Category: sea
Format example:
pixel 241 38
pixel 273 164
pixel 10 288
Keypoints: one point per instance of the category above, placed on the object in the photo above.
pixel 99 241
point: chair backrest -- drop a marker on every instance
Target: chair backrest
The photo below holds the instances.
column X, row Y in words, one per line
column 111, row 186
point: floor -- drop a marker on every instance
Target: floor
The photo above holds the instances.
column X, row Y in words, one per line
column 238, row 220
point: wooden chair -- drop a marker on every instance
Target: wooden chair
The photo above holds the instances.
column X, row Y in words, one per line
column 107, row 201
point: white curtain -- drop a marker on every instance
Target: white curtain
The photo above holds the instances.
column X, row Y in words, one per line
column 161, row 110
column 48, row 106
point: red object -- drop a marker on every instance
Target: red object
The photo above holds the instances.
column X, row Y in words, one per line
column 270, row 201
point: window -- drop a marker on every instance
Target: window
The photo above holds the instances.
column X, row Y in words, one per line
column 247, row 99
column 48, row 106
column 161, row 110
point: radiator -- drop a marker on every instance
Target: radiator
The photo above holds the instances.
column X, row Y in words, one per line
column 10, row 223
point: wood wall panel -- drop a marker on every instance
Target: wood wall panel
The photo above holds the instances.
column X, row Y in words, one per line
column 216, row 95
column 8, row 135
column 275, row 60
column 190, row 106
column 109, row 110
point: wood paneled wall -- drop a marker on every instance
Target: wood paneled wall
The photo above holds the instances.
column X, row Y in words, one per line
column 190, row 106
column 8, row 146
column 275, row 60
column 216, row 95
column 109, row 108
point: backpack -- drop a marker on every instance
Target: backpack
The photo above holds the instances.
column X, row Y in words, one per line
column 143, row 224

--

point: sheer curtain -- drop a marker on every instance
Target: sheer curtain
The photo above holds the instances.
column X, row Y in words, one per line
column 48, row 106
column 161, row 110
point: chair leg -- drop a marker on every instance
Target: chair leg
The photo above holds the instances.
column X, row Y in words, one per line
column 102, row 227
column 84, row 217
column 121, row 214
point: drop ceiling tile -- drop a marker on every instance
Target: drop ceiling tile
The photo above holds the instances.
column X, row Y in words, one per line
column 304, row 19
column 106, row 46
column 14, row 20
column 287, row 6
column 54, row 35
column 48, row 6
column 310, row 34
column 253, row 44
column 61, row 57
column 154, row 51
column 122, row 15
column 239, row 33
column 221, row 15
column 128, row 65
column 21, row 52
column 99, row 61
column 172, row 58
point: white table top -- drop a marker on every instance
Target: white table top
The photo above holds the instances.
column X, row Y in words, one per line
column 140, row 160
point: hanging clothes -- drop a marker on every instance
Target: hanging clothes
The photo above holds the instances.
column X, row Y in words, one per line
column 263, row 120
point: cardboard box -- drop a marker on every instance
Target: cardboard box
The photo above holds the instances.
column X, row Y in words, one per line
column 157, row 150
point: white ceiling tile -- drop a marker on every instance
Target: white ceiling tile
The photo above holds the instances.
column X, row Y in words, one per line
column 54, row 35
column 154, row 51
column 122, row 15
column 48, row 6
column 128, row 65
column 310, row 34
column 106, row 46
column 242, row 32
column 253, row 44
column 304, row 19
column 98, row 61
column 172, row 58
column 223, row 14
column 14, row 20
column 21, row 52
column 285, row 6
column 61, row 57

● **TASK DETAILS**
Extract every line of the entries above that contains the string "object", treating uppercase and lowercase as distinct.

● **RESULT OF THE TASK**
Keypoints: one point per instance of the category above, placed on the object in the photo above.
point: red object -- drop a marker on every instance
Target: red object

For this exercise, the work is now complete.